## WHAT IS ASKED
Copy out every line of the records below word for word, from the first to the last.

---------- GIVEN INFORMATION

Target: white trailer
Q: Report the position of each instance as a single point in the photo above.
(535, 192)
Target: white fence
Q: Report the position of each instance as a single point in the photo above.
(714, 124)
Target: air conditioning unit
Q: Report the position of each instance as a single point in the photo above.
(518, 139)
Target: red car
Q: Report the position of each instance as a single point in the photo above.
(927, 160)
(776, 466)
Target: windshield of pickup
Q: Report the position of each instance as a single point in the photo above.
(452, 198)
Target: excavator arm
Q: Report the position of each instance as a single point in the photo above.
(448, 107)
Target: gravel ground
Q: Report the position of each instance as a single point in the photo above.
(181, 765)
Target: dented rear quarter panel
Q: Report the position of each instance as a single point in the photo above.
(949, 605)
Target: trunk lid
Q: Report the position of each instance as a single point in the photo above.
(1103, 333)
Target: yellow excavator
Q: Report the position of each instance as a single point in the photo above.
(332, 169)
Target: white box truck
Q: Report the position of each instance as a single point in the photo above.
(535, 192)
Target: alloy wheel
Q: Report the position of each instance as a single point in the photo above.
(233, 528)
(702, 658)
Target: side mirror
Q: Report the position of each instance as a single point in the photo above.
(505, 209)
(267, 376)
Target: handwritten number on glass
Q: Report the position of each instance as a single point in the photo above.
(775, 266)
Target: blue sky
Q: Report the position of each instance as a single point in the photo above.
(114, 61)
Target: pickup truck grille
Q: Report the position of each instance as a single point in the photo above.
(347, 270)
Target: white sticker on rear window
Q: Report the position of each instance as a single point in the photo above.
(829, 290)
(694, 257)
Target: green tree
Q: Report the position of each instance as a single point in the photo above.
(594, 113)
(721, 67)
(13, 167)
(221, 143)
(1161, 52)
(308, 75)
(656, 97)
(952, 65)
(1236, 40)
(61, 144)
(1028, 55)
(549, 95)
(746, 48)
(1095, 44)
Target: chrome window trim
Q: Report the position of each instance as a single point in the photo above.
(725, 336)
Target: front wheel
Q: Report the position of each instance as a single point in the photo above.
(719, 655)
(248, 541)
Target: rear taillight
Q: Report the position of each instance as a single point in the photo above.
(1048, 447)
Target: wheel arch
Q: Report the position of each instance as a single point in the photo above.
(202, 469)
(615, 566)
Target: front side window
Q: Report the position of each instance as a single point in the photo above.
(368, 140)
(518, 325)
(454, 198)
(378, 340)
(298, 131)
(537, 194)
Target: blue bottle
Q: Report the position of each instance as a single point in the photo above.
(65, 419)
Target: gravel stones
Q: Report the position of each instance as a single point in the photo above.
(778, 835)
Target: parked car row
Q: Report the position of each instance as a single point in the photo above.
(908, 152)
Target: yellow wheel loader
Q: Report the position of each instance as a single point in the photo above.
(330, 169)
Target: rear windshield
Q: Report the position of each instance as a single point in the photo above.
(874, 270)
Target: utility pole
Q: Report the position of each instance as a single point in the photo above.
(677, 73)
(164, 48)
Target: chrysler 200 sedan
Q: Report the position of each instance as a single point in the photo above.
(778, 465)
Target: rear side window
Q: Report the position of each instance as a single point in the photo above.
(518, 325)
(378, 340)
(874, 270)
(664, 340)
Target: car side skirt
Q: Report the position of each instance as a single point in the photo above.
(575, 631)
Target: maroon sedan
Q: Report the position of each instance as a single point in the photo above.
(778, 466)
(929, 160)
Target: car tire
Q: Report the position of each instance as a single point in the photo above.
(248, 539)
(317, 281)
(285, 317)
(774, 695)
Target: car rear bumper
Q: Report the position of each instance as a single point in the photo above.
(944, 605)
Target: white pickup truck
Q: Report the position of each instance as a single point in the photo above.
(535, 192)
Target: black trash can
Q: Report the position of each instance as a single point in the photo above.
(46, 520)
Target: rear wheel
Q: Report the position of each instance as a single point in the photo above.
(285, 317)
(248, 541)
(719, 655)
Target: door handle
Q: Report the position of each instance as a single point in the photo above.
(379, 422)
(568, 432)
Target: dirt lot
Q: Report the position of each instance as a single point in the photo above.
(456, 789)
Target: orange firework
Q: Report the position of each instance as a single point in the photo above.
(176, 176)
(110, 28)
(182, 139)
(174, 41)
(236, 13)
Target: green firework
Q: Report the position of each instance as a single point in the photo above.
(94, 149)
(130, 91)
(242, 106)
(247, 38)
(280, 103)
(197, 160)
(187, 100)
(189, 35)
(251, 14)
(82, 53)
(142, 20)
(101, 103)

--------------------

## CORRECT RESULT
Target: white trailer
Q: Report the position of each instance as a single point in the photo above.
(535, 192)
Target: white fence
Q: Report the position of each instance as a single point in the photo above.
(714, 124)
Target: air conditioning unit
Q: Report the position of each instance as a single point in the photo above.
(518, 139)
Target: red car
Q: Report the position of each instance as a single point in the photo above.
(927, 160)
(776, 466)
Target: windshield of pickup
Q: Report the position of each instance as a single point in the photo above.
(452, 198)
Target: excavator arm
Q: Report the position of each instance as a single point in the photo above.
(448, 107)
Target: gravel ground
Q: Report the position of each instance as a single point in the photo above.
(181, 765)
Target: dented rear quarter panel
Q: Report the position of each instance as a single point in the photo above.
(949, 605)
Target: trunk lid
Q: Report the position of each instance as a single point in the photo above.
(1103, 333)
Target: yellow excavator
Q: Report the position of each instance as a single point in the photo above.
(332, 169)
Target: white box truck
Q: Report the position of each instance as a single point in the photo above.
(535, 192)
Target: alloy wheel
Q: Report the position of each instance as a single point in the photo above.
(233, 528)
(702, 658)
Target: side mirror
Q: Report the position of each instance as a single point in the photo above.
(505, 209)
(267, 376)
Target: handwritten number on glass
Q: Report the position of each instance as a single point in the photo above.
(775, 266)
Target: blue sky
Q: Report the position of each instance as a single point in the photo above.
(114, 61)
Target: pickup truck grille
Q: Report the position of each instance as a single point in the photo above.
(347, 270)
Target: white sticker on rear window
Q: Report the position of each instance as a single point in the photo above.
(829, 290)
(694, 257)
Target: green tree
Q: Report the position of each instance as a single point in the photo above.
(594, 113)
(721, 67)
(13, 167)
(221, 143)
(1161, 52)
(308, 75)
(656, 97)
(952, 65)
(1236, 40)
(61, 144)
(1028, 55)
(549, 95)
(746, 48)
(1095, 44)
Target: chrome window trim
Q: Report the position of each instance as a single point in the photo above.
(725, 336)
Target: front wheel
Q: Report the position of each instance as a single point in the photo above.
(719, 655)
(248, 541)
Target: rear taillight
Q: Report the position of each instance as a single point in the photo above.
(1048, 447)
Target: wheel arch
Q: Report the position of each instance as a single point in the photo above.
(202, 469)
(615, 566)
Target: front side window
Q: Report the position of each instance as a single point in the photo above.
(368, 140)
(518, 325)
(454, 198)
(378, 340)
(298, 131)
(537, 194)
Target: blue bottle
Q: Report the position of each instance as a single point in the photo above.
(65, 419)
Target: gravel stones
Q: Report the position of each instance as a single point in the photo above.
(778, 835)
Target: parked car row
Q: Report the position of each instance as a single point in the photo above.
(908, 152)
Target: yellow wheel loader
Q: Report the position of each instance as a single point in the photo above.
(330, 169)
Target: rear windshield
Q: Report the position of each instance as a single point in the photo above.
(874, 270)
Target: utility pole
Q: Report the position of each instance as a single point in the photo above.
(677, 73)
(164, 48)
Target: chrysler 200 sedan
Q: Report the position of each instance as a single point in the photo above.
(778, 465)
Target: rear side window
Q: Report the position of each instance as a single point in the photo above.
(518, 325)
(378, 340)
(874, 270)
(664, 340)
Target: car side skirt
Q: Report the position of each instance as a single point in the photo above.
(575, 631)
Target: maroon sedan
Q: Report the position of each instance as a single point in the photo above.
(778, 466)
(929, 160)
Target: car tire
Q: Report the position of each instance as a single point in the photo above.
(248, 539)
(317, 281)
(285, 317)
(774, 695)
Target: car rear bumper
Q: Report the position of each instance as a single point in the photo above.
(944, 605)
Target: white pickup truck
Q: Report the position of each instance as a single point in the photo above.
(535, 192)
Target: black trash can
Q: Report the position of each instance as a single point in the photo above.
(46, 520)
Target: rear wheel
Q: Report the position of each instance as a single point in the photo above.
(285, 317)
(248, 541)
(719, 655)
Target: door handle
Q: Report the position of each instance as a single point in the photo above.
(379, 422)
(568, 432)
Target: dirt lot
Q: Report the position of each instance as a single point in the photo above.
(456, 789)
Target: orange firework
Q: Report the position of each instance as a single point in the photo above.
(176, 176)
(110, 28)
(182, 139)
(174, 41)
(236, 13)
Target: green firework
Q: Report the position of each instance as a single point in the photo above.
(94, 149)
(130, 91)
(242, 106)
(247, 38)
(280, 103)
(197, 160)
(187, 100)
(189, 35)
(251, 14)
(82, 53)
(142, 20)
(101, 103)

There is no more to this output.